[Recorded information — start]
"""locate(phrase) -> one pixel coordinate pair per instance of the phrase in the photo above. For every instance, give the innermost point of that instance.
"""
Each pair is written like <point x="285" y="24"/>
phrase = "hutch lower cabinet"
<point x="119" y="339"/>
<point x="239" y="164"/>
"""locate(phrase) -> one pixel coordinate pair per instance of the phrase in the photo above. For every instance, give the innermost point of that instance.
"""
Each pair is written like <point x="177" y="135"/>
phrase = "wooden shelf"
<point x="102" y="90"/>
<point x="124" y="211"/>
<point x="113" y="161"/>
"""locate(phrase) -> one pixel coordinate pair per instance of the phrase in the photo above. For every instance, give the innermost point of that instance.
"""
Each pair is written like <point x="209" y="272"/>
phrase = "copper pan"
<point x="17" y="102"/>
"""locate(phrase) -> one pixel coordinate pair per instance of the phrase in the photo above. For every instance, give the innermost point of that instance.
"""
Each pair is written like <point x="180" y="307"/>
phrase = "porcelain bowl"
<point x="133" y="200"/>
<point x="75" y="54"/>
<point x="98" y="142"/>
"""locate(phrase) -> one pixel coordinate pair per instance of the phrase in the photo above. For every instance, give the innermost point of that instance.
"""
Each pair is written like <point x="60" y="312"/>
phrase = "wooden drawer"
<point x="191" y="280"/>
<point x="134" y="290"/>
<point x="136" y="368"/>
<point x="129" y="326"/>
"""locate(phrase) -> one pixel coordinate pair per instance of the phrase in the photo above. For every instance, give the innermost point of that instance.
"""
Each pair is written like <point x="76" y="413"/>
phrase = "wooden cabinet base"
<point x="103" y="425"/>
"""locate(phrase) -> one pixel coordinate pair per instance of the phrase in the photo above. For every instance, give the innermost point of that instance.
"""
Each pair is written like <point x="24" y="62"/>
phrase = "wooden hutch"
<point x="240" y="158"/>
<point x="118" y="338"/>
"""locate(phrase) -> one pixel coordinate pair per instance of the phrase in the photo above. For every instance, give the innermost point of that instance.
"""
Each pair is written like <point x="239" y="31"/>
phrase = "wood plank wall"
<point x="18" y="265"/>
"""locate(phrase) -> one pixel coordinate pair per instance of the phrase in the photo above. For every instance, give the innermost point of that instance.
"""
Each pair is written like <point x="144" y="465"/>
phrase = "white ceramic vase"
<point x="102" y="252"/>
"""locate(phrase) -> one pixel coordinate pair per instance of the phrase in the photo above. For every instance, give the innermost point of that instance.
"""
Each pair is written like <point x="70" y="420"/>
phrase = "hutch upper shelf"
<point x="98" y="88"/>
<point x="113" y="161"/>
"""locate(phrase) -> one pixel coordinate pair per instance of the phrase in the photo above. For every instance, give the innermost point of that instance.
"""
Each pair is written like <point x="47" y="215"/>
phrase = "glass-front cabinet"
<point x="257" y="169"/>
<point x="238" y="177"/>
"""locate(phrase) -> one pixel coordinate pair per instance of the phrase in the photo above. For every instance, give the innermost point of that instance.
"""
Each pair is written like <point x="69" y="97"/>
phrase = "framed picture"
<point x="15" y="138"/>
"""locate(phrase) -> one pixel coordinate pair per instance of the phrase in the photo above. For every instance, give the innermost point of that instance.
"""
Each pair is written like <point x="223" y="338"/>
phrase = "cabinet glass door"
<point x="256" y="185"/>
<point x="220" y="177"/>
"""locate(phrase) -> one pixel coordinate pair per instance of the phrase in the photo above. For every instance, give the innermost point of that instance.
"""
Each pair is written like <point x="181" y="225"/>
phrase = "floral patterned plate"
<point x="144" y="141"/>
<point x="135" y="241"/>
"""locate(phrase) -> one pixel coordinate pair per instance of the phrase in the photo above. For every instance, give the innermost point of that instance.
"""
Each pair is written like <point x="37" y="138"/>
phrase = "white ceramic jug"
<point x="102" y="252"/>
[Recorded information — finish]
What you have to do: The answer should consist of every record above, copied exactly.

Response area:
"""locate(phrase) -> one pixel coordinate pair per instance of the phrase in the photo above. For every instance, give the innermost point of that instance.
"""
Each pair is written like <point x="285" y="24"/>
phrase = "hutch lower cabinet"
<point x="119" y="339"/>
<point x="239" y="164"/>
"""locate(phrase) -> one pixel coordinate pair per instance of the phrase in the photo above. For every instance, give the innermost point of that instance.
"""
Each pair is written like <point x="177" y="135"/>
phrase = "wooden shelf"
<point x="102" y="90"/>
<point x="124" y="211"/>
<point x="113" y="161"/>
"""locate(phrase) -> one pixel coordinate pair per instance of the phrase in the photo above. For every instance, give the innermost point of that instance.
"""
Each pair is written like <point x="209" y="272"/>
phrase = "copper pan"
<point x="17" y="102"/>
"""locate(phrase) -> one pixel coordinate pair per instance of the phrase in the photo above. For every instance, give the innermost point of that instance.
"""
Each pair is written like <point x="180" y="307"/>
phrase = "porcelain bowl"
<point x="133" y="200"/>
<point x="75" y="54"/>
<point x="98" y="142"/>
"""locate(phrase) -> one pixel coordinate pair per instance of the phrase in the photo above. For every instance, give the innermost point of that instance.
"""
Each pair is written like <point x="60" y="312"/>
phrase = "wooden drawer"
<point x="191" y="280"/>
<point x="134" y="290"/>
<point x="136" y="368"/>
<point x="129" y="326"/>
"""locate(phrase) -> one pixel coordinate pair per instance of the phrase in the photo above. For every instance, give the innermost point of that instance.
"""
Each pair is written like <point x="76" y="413"/>
phrase = "wooden cabinet base"
<point x="103" y="425"/>
"""locate(phrase) -> one pixel coordinate pair per instance of the phrase in the photo above. For every instance, give the innermost point of that instance.
"""
Each pair is written like <point x="24" y="62"/>
phrase = "wooden hutch"
<point x="240" y="158"/>
<point x="118" y="338"/>
"""locate(phrase) -> one pixel coordinate pair per instance of the phrase in the photo above. For every instance, give the innermost point of that instance.
"""
Each pair is written like <point x="239" y="31"/>
phrase = "wood plank wall"
<point x="18" y="265"/>
"""locate(phrase) -> one pixel coordinate pair per instance of the phrase in the photo above. For every instance, give the innermost point of that instance.
"""
Each pair is written like <point x="144" y="465"/>
phrase = "white ceramic vase"
<point x="102" y="252"/>
"""locate(phrase) -> one pixel coordinate pair per instance of the phrase in the photo above. For every instance, give the innermost point of that instance.
"""
Each pair is written like <point x="70" y="420"/>
phrase = "hutch upper shelf"
<point x="98" y="88"/>
<point x="113" y="161"/>
"""locate(phrase) -> one pixel coordinate pair per instance of the phrase in the photo above. For every instance, give the innermost point of that instance.
"""
Each pair is written like <point x="47" y="215"/>
phrase = "glass-front cabinet"
<point x="257" y="169"/>
<point x="238" y="177"/>
"""locate(phrase) -> one pixel coordinate pair per instance of the phrase in the photo above. For every instance, give the innermost point of that instance.
"""
Each pair is written like <point x="69" y="97"/>
phrase = "framed picture"
<point x="15" y="138"/>
"""locate(phrase) -> one pixel coordinate pair per instance of the phrase in the photo above. For every instance, give the innermost point of that instance.
"""
Each pair is written like <point x="223" y="338"/>
phrase = "cabinet glass door"
<point x="256" y="185"/>
<point x="220" y="177"/>
"""locate(phrase) -> one pixel coordinate pair per instance of the phrase in the photo above. For every instance, give the innermost point of that instance.
"""
Each pair is written like <point x="181" y="225"/>
phrase = "floral patterned plate"
<point x="144" y="141"/>
<point x="135" y="241"/>
"""locate(phrase) -> one pixel coordinate pair per instance of the phrase in the photo above. For every instance, give the innermost point of that instance.
"""
Each pair is written like <point x="37" y="138"/>
phrase = "white ceramic jug"
<point x="102" y="252"/>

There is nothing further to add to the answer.